* **Data shown**:
──────────────────────────────
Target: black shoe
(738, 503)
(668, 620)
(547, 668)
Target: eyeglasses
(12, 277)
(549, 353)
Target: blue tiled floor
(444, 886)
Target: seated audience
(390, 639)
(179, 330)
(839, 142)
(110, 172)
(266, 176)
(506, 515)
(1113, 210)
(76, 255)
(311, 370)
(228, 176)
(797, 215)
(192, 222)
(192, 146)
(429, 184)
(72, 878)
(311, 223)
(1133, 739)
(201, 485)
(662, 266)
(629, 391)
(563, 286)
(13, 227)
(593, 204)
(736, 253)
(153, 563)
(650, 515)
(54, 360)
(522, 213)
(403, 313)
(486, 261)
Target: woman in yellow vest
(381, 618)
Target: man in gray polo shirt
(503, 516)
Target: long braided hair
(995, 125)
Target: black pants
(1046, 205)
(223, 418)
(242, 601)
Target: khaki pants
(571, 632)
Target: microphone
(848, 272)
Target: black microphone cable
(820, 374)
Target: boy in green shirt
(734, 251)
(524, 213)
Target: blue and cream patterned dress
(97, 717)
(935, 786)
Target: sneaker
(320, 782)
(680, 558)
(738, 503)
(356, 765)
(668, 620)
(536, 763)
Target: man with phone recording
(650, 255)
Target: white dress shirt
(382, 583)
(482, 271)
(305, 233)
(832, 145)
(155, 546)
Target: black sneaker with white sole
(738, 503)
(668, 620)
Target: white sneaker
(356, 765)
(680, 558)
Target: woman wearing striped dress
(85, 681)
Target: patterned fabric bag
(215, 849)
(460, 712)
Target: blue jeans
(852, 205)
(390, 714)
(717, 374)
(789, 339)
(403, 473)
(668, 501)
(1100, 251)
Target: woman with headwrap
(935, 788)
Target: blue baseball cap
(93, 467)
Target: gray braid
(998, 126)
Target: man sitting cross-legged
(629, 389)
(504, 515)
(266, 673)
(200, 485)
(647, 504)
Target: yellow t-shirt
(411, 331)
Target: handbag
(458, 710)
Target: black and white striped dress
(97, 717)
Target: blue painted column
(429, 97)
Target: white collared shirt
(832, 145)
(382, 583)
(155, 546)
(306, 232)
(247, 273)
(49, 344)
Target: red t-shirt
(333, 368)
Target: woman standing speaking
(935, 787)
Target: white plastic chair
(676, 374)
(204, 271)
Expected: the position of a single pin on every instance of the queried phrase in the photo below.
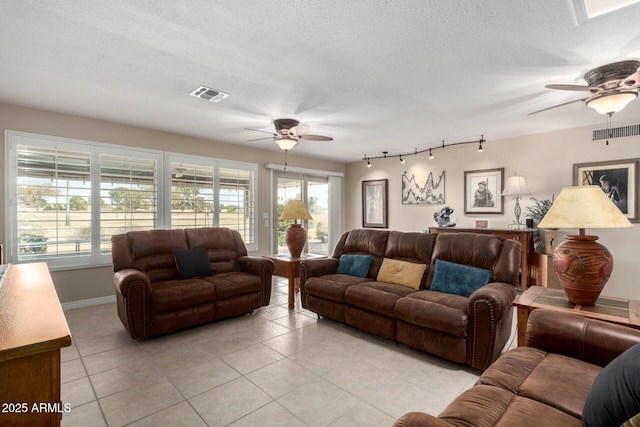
──────────────────────────────
* **Exercise**:
Can you turn every line of the material above into a numbered list, skipping blank lines and leaving the pictures out?

* **Response**:
1. Target: black shoe
2. (738, 503)
3. (668, 620)
4. (547, 668)
5. Target: eyeglasses
6. (12, 277)
7. (549, 353)
8. Target: blue tiled floor
9. (444, 886)
10. Target: seated audience
11. (390, 639)
12. (179, 330)
13. (839, 142)
14. (110, 172)
15. (266, 176)
16. (506, 515)
17. (1113, 210)
18. (76, 255)
19. (311, 370)
20. (228, 176)
21. (797, 215)
22. (192, 222)
23. (192, 146)
24. (429, 184)
25. (72, 878)
26. (311, 223)
27. (1133, 739)
28. (201, 485)
29. (662, 266)
30. (629, 391)
31. (563, 286)
32. (13, 227)
33. (593, 204)
34. (736, 253)
35. (153, 563)
36. (650, 515)
37. (54, 360)
38. (522, 213)
39. (403, 313)
40. (486, 261)
41. Target: woman in yellow vest
42. (381, 618)
43. Target: man in gray polo shirt
44. (503, 516)
45. Target: long braided hair
46. (995, 125)
47. Target: black pants
48. (1046, 205)
49. (223, 418)
50. (242, 601)
51. Target: khaki pants
52. (571, 632)
53. Target: microphone
54. (848, 272)
55. Target: black microphone cable
56. (820, 374)
57. Target: boy in green shirt
58. (734, 251)
59. (524, 213)
60. Target: blue and cream patterned dress
61. (97, 717)
62. (935, 786)
63. Target: sneaker
64. (320, 782)
65. (680, 558)
66. (738, 503)
67. (356, 765)
68. (668, 620)
69. (536, 763)
70. Target: man with phone recording
71. (650, 255)
72. Target: white dress shirt
73. (382, 583)
74. (482, 271)
75. (305, 233)
76. (832, 145)
77. (155, 546)
78. Target: black sneaker with white sole
79. (738, 503)
80. (668, 620)
81. Target: white sneaker
82. (356, 765)
83. (680, 558)
84. Target: woman wearing striped dress
85. (85, 681)
86. Target: patterned fabric bag
87. (215, 849)
88. (460, 712)
89. Target: blue jeans
90. (852, 205)
91. (390, 714)
92. (717, 374)
93. (789, 339)
94. (403, 473)
95. (668, 501)
96. (1100, 251)
97. Target: woman with headwrap
98. (935, 788)
99. Target: blue baseball cap
100. (93, 467)
101. Target: gray braid
102. (998, 126)
103. Target: man sitting cross-legged
104. (629, 389)
105. (504, 515)
106. (266, 673)
107. (200, 485)
108. (647, 504)
109. Target: yellow t-shirt
110. (411, 331)
111. Target: handbag
112. (458, 710)
113. Target: black and white striped dress
114. (97, 717)
115. Target: blue painted column
116. (429, 97)
117. Target: white collared shirt
118. (832, 145)
119. (382, 583)
120. (155, 546)
121. (306, 232)
122. (247, 273)
123. (49, 344)
124. Target: red t-shirt
125. (333, 368)
126. Target: woman standing speaking
127. (935, 787)
128. Target: white plastic chair
129. (676, 374)
130. (204, 271)
131. Expected: the position of a single pin on every instance of the queried phrase in the photo below.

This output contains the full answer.